-------- Document section

Until recently, the reason that we have so much DNA when so little of it leads to a protein was a complete mystery. In the last ten years we’ve finally started to get a grip on this, and once again it’s connected with regulating gene expression through epigenetic mechanisms. It’s now time to move on to the molecular biology of epigenetics.
Chapter 4. Life As We Know It Now
The important thing in science is not so much to obtain new facts as to discover new ways of thinking about them.
So far this book has focused mainly on outcomes, the things that we can observe that tell us that epigenetic events happen. But every biological phenomenon has a physical basis and that’s what this chapter is about. The epigenetic outcomes we’ve described are all a result of variations in expression of genes. The cells of the retina express a different set of genes from the cells in the bladder, for example. But how do the different cell types switch different sets of genes on or off?

----------------
-------- Excerpted records

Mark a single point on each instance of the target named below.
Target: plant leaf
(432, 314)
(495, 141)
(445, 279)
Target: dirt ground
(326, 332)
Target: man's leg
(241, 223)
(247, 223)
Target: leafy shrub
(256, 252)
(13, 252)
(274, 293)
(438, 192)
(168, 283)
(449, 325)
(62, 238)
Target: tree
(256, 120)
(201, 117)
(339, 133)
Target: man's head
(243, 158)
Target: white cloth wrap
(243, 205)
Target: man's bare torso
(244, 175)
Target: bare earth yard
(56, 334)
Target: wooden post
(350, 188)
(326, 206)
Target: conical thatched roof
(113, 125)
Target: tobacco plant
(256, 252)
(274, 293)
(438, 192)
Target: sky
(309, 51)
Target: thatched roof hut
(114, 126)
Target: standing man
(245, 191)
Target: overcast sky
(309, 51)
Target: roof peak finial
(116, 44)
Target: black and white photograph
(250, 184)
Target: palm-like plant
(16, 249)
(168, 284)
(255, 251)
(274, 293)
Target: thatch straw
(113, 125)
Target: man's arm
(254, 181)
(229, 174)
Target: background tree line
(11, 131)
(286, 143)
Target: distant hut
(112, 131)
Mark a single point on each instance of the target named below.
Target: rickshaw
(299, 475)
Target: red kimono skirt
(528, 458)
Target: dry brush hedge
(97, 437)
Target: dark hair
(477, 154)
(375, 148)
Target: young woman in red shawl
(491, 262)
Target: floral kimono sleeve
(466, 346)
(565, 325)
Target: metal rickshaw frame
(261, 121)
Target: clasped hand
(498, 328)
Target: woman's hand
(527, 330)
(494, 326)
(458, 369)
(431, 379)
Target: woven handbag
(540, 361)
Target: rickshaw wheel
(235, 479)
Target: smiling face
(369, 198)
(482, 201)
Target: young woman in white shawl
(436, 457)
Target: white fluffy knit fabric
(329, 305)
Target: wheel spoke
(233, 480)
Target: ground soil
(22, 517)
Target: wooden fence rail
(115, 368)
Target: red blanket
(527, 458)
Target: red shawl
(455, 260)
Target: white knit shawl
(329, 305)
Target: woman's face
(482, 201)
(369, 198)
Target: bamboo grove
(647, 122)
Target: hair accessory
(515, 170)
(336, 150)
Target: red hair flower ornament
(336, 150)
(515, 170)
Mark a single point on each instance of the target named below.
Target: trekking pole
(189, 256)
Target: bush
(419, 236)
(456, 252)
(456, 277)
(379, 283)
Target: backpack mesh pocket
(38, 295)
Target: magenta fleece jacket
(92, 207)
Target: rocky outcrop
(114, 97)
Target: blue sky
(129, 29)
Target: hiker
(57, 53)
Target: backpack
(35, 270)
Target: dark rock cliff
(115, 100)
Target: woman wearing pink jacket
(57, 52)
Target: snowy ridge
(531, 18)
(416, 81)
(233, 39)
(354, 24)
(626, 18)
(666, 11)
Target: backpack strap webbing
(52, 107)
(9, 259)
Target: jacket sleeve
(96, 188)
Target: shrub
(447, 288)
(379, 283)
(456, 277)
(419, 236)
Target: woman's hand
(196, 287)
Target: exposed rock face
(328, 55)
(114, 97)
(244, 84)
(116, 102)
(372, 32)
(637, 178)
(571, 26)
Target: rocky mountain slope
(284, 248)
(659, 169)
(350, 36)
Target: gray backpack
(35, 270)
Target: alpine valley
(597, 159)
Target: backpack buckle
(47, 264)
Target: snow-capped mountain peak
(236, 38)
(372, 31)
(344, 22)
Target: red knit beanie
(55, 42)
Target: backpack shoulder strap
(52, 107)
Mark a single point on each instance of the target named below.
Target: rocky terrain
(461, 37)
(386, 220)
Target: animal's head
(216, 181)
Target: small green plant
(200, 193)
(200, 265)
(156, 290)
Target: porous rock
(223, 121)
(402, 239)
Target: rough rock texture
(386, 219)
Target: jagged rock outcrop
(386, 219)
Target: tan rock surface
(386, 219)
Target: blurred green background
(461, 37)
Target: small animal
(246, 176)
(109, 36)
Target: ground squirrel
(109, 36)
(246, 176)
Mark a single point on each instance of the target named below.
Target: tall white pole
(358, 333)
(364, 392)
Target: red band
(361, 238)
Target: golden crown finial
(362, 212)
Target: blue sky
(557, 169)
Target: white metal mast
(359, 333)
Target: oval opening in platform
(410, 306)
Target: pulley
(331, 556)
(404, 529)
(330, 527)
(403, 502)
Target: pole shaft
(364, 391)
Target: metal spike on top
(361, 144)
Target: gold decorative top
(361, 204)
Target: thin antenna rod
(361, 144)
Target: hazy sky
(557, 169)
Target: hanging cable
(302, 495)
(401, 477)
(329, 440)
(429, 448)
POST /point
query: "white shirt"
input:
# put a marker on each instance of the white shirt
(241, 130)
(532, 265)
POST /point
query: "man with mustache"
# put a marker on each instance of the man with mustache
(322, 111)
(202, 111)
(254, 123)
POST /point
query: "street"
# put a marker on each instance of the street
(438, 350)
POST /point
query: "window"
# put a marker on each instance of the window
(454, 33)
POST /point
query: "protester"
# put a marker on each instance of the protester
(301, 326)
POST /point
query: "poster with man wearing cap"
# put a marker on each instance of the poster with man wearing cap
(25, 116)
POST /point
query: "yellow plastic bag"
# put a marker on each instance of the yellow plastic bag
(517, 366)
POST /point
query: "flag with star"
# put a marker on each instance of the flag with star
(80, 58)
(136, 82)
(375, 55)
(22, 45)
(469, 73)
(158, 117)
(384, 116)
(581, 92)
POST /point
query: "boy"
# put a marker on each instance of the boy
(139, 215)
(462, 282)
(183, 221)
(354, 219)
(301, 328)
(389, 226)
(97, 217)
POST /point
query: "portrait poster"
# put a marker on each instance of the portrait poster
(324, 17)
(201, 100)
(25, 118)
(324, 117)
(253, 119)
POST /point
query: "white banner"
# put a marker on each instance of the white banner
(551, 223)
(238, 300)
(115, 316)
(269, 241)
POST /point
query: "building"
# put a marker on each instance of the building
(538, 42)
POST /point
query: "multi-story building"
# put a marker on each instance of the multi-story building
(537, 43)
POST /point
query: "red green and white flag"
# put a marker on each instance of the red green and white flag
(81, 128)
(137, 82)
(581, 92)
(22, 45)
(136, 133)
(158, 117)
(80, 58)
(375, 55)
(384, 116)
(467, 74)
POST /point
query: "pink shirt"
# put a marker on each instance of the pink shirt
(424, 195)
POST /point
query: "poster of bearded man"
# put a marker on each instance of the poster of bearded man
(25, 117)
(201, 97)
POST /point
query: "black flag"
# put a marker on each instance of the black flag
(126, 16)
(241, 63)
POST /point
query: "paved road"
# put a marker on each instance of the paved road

----------------

* [Tasks to carry out]
1. In the epigenetics passage, why does Chapter 4 move from outcomes to the physical basis of epigenetic events? Answer in one to three sentences.
2. Reproduce word for word everything in the epigenetics passage from "So far this" down to "genes on or off?".

* [Your responses]
1. Until that point the book focused mainly on outcomes, the observable signs that epigenetic events happen. Because every biological phenomenon has a physical basis, the chapter turns to that basis.

2.
So far this book has focused mainly on outcomes, the things that we can observe that tell us that epigenetic events happen. But every biological phenomenon has a physical basis and that’s what this chapter is about. The epigenetic outcomes we’ve described are all a result of variations in expression of genes. The cells of the retina express a different set of genes from the cells in the bladder, for example. But how do the different cell types switch different sets of genes on or off?